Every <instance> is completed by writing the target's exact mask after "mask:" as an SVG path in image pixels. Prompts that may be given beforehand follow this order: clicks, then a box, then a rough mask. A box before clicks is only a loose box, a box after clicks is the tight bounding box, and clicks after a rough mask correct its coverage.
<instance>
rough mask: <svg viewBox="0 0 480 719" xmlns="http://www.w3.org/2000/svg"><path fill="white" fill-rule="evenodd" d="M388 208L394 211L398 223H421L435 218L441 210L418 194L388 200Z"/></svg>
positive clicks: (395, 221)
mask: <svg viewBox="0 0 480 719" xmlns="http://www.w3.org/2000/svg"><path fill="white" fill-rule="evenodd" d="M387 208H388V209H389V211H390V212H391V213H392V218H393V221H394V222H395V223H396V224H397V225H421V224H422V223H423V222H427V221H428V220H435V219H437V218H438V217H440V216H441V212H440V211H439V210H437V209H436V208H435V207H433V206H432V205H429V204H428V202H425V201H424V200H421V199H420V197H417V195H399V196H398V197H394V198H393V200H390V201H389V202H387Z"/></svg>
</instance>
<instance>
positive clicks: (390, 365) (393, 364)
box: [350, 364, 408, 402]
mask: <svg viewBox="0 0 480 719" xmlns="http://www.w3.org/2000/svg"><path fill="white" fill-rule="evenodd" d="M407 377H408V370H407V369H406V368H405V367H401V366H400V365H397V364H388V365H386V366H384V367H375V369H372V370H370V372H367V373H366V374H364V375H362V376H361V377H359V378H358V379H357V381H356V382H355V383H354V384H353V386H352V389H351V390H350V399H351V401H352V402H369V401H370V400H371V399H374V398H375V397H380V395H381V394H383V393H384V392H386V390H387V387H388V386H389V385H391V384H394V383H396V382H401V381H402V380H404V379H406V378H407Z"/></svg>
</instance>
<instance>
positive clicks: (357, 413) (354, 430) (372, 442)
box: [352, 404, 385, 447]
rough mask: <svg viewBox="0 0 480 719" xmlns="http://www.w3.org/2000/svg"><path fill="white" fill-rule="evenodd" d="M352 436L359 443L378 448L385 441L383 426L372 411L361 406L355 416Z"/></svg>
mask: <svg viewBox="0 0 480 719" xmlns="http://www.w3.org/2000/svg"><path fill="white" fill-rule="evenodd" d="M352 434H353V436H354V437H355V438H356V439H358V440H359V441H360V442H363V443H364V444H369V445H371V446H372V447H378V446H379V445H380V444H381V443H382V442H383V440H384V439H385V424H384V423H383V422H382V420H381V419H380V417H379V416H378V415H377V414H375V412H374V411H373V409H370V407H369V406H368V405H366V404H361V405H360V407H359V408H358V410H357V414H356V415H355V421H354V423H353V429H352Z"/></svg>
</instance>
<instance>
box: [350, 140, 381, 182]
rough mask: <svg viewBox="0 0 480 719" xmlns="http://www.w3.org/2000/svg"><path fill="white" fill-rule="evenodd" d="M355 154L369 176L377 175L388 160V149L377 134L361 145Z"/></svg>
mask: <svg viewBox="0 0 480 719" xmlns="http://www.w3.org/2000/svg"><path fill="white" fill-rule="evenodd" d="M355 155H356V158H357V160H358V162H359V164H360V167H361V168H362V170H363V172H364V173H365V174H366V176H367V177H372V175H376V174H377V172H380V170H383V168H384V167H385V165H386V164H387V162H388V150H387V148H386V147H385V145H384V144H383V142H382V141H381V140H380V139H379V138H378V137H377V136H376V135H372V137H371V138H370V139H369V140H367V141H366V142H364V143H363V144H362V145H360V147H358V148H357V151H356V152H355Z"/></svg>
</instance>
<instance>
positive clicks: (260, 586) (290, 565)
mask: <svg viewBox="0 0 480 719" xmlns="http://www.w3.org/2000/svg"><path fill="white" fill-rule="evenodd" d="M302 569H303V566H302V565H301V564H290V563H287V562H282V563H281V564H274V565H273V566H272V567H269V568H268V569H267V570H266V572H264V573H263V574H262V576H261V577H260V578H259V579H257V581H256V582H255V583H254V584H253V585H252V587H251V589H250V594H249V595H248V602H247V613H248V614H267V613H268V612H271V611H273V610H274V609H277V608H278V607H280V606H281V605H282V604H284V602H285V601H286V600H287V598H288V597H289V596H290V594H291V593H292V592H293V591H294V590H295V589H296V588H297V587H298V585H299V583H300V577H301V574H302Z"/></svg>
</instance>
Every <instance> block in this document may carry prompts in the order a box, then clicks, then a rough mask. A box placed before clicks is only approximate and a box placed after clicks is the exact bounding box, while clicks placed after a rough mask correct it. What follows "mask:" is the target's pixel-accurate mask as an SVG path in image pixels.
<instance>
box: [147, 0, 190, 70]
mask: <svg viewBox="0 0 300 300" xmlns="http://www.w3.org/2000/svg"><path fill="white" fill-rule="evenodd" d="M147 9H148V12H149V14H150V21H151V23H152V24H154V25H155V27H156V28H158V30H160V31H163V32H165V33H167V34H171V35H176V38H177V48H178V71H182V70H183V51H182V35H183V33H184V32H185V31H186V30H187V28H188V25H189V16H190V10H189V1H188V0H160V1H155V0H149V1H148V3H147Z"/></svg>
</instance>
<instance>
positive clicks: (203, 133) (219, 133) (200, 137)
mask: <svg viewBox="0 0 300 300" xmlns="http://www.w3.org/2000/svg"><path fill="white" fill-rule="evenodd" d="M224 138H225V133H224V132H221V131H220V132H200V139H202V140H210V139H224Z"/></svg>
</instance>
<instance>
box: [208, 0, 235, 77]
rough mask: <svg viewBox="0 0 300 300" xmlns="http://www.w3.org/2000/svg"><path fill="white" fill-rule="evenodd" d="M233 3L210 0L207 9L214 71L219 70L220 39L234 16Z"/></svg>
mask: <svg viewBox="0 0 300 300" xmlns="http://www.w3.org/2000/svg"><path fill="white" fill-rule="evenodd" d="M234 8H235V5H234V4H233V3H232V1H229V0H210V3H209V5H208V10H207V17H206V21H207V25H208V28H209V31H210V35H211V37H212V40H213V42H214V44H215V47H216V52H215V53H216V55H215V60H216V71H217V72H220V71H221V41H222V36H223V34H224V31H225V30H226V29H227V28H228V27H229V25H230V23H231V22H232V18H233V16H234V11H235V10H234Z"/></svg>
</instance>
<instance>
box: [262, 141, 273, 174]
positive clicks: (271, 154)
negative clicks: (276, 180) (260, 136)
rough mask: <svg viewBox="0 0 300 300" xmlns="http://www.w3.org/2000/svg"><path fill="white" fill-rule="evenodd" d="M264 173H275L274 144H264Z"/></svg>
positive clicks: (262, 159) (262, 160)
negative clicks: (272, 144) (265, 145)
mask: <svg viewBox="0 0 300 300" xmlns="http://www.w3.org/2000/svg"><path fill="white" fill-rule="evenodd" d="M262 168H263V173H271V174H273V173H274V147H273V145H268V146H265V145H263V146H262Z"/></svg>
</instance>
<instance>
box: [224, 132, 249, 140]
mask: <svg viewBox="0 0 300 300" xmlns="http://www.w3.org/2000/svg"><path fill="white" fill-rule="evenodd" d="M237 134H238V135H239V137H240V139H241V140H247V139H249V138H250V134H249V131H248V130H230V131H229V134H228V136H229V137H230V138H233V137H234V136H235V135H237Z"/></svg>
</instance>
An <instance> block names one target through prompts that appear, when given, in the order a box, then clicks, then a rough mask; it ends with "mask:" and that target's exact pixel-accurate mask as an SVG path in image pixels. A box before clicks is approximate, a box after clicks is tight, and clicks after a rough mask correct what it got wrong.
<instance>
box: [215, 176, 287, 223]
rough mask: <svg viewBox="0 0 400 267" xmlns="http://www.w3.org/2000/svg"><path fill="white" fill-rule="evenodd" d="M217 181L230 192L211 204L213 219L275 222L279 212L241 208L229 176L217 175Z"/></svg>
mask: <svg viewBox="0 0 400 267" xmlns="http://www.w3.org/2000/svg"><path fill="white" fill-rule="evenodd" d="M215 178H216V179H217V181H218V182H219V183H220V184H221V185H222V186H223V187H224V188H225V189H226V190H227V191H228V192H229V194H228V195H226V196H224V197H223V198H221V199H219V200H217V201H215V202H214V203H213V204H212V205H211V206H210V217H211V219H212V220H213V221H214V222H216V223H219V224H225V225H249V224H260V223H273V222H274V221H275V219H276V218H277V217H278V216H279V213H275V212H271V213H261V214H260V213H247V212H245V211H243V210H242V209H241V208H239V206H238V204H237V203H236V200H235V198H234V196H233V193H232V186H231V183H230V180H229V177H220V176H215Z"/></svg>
★ ★ ★ ★ ★ ★ ★
Please copy out everything in the records above, from the very first line down to and including the line that contains "positive clicks: (395, 221)".

Every <instance> is completed by writing the target's exact mask after "mask:" as an SVG path in image pixels. Prompts that may be given beforehand follow this order: clicks, then a box, then a rough mask. A box before clicks is only a loose box, a box after clicks is the tight bounding box, and clicks after a rough mask correct its coverage.
<instance>
rough mask: <svg viewBox="0 0 480 719" xmlns="http://www.w3.org/2000/svg"><path fill="white" fill-rule="evenodd" d="M388 208L394 211L398 223H421L435 218L441 210L418 194L388 200Z"/></svg>
positive clicks: (395, 221)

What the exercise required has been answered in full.